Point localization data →
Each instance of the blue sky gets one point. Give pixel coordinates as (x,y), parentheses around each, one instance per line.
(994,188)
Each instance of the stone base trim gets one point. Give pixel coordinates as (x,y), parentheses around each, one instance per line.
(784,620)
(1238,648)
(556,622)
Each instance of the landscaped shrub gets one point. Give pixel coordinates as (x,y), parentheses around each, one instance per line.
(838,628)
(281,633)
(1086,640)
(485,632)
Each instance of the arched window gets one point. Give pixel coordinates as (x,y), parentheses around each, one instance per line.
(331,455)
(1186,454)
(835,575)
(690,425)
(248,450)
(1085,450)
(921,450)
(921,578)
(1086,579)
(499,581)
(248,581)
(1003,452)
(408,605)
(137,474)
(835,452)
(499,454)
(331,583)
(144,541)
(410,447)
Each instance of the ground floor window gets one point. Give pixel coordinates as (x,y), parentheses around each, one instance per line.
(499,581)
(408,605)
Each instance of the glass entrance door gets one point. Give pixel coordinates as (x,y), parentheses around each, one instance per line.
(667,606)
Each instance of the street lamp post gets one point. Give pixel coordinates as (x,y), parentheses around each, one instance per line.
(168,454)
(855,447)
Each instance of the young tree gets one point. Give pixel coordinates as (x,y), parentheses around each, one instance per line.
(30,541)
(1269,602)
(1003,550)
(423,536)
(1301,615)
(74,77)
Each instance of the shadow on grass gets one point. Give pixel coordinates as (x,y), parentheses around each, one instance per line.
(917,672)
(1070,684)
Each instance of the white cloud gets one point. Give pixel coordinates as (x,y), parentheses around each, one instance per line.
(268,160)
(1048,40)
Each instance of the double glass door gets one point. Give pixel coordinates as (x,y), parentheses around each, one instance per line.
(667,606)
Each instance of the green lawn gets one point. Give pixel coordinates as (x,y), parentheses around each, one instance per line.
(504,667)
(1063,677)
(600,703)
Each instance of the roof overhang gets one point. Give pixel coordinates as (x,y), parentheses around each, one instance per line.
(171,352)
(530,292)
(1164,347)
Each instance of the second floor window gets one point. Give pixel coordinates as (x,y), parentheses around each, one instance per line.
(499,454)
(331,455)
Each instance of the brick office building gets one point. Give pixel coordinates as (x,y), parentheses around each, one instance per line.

WHAT YOU ARE ASKED TO DO →
Exactly the lines from the one containing "Each instance of the green" through the end of the records should be reproduced, and no others.

TASK SOLUTION →
Each instance of the green lawn gets one point. Give pixel coordinates as (x,y), parentheses around each, one instance per line.
(504,667)
(1063,677)
(600,703)
Each instance of the roof overhang gets one point. Give pixel coordinates as (x,y), parentheses around each, one instance per line.
(171,352)
(530,292)
(1164,347)
Each instance of the second floor window gets one point. Give pixel coordinates as (x,y), parentheses around each, one instance per line.
(499,454)
(331,455)
Each instance of the brick office building gets one point. Give pixel coordinates as (x,y), parentheses around each, one instance per line.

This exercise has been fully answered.